### WHAT IS REQUIRED:
Using the records below, copy out exactly the line that contains "Identify the silver" and every line that follows it, up to and including the last, and no others.

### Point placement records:

+ + + +

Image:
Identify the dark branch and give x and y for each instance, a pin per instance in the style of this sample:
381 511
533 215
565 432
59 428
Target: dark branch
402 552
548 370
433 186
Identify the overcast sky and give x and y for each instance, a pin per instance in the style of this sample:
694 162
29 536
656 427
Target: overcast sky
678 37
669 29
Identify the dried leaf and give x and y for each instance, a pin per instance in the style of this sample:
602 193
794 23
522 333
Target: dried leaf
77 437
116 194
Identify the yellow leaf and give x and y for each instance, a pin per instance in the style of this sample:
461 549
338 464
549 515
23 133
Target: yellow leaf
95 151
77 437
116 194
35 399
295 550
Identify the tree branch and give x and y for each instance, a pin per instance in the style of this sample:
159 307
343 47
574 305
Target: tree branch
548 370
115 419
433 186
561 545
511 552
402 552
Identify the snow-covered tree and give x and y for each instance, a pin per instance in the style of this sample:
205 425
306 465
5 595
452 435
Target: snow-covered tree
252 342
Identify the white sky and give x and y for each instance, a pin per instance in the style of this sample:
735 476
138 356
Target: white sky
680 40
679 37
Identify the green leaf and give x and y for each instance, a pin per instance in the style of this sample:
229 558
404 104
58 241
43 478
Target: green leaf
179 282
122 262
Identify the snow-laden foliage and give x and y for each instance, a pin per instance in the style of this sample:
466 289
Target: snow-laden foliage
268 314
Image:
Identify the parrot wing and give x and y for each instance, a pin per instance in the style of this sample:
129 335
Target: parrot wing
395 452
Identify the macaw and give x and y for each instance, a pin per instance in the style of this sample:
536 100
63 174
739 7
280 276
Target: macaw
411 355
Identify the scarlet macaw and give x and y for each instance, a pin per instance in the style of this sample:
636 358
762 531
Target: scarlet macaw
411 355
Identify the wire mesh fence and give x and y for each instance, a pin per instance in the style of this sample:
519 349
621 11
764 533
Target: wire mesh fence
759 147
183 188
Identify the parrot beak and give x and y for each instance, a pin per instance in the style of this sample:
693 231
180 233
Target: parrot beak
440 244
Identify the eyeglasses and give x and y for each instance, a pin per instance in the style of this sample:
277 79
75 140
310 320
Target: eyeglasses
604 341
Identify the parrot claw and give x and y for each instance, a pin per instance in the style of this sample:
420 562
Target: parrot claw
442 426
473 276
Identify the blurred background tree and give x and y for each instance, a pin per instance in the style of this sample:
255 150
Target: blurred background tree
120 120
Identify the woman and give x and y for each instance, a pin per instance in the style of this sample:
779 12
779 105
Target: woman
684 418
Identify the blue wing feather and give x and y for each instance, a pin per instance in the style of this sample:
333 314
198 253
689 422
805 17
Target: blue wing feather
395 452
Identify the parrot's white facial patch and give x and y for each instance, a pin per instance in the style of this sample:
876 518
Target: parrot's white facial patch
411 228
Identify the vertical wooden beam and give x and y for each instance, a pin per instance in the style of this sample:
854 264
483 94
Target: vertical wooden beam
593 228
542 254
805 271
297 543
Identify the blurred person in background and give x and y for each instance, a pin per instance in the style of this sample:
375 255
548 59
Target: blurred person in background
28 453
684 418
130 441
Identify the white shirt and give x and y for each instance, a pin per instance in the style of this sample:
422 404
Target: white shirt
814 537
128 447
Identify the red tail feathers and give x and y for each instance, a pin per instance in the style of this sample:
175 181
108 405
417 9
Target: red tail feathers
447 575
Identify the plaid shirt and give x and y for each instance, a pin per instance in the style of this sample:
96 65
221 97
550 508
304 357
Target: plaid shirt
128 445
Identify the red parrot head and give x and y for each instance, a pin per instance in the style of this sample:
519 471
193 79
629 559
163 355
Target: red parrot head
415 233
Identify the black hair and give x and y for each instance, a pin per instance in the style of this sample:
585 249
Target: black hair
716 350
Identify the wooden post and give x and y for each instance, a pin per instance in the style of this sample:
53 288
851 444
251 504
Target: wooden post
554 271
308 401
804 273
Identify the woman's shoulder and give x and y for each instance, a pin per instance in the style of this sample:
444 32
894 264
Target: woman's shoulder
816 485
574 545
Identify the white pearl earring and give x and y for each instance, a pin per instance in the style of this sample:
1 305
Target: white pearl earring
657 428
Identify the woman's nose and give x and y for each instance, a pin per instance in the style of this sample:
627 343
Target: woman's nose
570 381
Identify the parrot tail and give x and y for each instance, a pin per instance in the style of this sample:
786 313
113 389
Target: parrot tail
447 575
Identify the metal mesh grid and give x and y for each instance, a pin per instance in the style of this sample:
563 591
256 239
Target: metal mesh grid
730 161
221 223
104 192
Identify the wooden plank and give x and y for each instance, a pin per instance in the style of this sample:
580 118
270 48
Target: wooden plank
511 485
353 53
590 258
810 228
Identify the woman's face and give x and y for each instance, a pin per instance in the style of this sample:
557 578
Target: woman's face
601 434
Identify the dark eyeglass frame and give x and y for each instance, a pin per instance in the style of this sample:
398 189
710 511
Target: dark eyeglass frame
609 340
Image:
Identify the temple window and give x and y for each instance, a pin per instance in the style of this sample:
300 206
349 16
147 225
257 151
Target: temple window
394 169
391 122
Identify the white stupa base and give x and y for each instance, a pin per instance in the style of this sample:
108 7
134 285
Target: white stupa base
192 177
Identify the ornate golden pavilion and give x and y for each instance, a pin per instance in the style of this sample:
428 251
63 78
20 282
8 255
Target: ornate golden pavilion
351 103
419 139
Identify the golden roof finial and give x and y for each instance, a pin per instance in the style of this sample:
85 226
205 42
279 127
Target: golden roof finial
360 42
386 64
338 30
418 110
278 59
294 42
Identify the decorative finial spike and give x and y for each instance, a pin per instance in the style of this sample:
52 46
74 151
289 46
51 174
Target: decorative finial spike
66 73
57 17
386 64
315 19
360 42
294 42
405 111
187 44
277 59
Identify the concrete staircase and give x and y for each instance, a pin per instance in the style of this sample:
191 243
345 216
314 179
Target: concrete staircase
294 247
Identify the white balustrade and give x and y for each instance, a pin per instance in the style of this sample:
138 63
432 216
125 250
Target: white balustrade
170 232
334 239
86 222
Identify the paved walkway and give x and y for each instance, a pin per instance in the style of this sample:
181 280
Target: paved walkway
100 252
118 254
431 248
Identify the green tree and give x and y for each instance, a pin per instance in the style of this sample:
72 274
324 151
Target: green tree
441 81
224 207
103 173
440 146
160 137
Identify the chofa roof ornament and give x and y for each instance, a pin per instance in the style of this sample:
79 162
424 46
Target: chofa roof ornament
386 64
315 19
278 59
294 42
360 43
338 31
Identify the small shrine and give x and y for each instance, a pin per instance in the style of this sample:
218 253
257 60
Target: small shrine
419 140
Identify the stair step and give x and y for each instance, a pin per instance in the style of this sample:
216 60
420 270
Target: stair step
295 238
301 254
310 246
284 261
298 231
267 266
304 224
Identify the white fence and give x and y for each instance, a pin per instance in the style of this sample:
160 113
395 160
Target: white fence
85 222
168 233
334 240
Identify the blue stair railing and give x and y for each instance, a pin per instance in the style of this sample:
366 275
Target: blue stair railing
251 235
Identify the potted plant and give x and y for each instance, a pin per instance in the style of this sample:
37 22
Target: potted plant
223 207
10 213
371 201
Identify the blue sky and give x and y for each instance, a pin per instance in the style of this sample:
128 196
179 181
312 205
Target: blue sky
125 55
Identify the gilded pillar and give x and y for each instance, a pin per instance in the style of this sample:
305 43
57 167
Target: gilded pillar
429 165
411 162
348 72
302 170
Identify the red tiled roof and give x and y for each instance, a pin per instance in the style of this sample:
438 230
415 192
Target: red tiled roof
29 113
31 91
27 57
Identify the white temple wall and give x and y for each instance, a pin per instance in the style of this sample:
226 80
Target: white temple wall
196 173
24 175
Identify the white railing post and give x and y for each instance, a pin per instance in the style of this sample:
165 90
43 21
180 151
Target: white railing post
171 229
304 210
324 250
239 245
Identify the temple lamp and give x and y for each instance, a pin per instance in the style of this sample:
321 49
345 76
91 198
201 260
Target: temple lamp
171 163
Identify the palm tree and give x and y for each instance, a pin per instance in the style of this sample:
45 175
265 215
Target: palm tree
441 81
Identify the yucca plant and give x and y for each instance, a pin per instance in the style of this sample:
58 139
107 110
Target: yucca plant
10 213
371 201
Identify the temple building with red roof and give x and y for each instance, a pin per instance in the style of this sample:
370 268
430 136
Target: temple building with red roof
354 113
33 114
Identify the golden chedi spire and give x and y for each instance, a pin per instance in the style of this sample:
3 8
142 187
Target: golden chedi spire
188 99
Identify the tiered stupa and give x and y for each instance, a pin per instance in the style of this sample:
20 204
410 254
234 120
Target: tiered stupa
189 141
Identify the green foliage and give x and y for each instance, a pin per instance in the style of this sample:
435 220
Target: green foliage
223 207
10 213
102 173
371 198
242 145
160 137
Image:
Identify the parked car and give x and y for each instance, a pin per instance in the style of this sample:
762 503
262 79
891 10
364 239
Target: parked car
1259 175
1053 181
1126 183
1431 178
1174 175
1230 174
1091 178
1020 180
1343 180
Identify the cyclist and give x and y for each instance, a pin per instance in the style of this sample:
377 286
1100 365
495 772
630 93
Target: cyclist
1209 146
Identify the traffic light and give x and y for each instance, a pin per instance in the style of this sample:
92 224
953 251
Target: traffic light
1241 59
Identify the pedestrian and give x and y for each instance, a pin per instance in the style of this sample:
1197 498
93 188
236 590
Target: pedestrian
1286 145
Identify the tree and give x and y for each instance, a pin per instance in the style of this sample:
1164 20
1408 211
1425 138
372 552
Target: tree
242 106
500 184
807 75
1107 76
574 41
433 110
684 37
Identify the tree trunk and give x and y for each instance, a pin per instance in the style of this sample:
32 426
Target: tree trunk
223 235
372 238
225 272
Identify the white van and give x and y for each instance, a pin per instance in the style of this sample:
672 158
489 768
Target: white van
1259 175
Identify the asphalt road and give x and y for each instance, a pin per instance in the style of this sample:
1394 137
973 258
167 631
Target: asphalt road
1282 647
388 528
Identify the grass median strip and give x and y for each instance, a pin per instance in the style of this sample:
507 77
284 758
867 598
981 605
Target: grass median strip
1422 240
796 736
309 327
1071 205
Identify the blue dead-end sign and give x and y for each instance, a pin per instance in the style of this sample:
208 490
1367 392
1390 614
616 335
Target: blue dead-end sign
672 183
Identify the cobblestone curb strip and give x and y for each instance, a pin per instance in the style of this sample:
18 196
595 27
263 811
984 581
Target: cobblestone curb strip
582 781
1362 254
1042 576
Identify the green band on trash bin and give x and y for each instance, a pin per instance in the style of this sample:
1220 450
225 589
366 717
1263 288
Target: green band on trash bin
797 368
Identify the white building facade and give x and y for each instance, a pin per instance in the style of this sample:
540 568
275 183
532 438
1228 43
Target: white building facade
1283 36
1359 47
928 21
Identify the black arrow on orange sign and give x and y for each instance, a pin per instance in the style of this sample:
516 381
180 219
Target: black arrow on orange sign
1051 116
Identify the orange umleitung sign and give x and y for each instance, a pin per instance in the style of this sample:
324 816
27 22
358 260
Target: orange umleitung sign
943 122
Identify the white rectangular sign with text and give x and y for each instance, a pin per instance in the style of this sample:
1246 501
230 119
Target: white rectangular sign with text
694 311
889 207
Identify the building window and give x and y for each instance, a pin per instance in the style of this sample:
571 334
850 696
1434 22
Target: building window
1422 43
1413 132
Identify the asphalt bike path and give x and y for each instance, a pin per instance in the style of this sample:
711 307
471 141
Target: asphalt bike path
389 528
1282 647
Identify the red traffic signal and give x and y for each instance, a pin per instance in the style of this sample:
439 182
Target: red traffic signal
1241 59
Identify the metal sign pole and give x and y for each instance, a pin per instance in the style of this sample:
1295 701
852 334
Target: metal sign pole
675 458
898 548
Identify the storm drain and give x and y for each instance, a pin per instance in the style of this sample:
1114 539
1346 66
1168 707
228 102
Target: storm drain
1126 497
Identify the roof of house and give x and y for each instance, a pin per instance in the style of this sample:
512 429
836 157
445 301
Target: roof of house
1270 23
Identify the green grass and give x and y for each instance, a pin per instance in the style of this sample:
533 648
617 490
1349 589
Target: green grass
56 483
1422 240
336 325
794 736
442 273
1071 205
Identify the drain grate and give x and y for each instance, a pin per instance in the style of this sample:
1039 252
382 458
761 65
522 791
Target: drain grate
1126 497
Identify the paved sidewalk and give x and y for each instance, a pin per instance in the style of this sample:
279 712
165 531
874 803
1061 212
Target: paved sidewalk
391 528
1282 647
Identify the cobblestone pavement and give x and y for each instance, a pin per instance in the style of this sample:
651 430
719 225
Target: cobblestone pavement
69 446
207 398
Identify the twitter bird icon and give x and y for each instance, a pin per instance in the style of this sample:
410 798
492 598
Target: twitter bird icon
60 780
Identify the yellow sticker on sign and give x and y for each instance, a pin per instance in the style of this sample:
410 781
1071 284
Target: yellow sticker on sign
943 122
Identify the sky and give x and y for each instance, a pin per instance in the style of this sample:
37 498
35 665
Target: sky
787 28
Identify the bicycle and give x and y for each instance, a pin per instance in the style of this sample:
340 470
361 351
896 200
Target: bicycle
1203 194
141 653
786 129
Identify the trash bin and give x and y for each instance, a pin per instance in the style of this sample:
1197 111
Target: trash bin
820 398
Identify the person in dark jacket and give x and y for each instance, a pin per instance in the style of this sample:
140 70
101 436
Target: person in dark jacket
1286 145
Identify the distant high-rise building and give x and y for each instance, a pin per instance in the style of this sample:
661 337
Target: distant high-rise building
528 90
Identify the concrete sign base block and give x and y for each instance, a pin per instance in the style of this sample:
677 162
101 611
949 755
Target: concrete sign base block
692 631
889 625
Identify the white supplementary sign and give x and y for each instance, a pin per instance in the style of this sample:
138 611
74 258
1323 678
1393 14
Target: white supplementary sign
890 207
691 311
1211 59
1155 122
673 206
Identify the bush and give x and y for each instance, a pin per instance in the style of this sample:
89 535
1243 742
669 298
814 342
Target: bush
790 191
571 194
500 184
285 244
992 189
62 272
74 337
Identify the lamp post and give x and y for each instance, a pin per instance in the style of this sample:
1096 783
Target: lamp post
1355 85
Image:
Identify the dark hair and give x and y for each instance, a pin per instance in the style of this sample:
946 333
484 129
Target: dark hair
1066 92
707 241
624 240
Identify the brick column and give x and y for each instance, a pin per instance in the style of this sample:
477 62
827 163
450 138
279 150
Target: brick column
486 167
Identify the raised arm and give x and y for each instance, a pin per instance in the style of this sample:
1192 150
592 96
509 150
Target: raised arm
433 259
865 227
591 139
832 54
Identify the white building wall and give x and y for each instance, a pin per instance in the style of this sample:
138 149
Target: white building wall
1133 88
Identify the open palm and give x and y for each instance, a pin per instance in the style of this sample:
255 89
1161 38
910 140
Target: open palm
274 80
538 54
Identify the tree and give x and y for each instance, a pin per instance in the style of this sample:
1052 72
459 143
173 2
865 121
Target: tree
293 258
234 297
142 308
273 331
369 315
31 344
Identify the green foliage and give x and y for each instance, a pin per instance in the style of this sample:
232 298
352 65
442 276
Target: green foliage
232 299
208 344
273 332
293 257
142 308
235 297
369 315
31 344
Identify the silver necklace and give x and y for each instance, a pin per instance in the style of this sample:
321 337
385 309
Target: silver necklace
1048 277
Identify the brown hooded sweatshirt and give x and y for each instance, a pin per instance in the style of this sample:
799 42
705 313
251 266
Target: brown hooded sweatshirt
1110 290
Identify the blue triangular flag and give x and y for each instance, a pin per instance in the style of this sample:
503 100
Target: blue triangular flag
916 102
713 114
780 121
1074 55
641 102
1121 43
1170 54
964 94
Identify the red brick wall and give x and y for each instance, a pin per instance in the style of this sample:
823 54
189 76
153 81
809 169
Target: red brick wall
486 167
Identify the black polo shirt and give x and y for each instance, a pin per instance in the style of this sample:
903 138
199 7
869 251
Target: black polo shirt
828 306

+ + + +

### ANSWER FOR THIS EXERCISE:
Identify the silver necklace and give x and y for each instance, a pin per instance in the style of this sample:
321 337
385 309
Target: silver necklace
1048 277
Identify the brown hooded sweatshirt and give x and y for each instance, a pin per instance in the style of this sample:
799 42
705 313
251 266
Target: brown hooded sweatshirt
1110 290
Identify the blue triangular flag and give x and y for each instance, a pin per instance in the style of this sample:
503 100
Target: blue triangular flag
916 102
713 114
780 121
1074 55
641 102
1121 43
1170 54
964 94
Identify the red brick wall and give x and y for each instance, a pin per instance in the style of this sample:
823 54
189 76
153 81
809 169
Target: red brick wall
486 167
Identify the black polo shirt and give x and y for each instance, a pin per instance in the style of this sample:
903 138
199 7
869 251
Target: black polo shirt
828 306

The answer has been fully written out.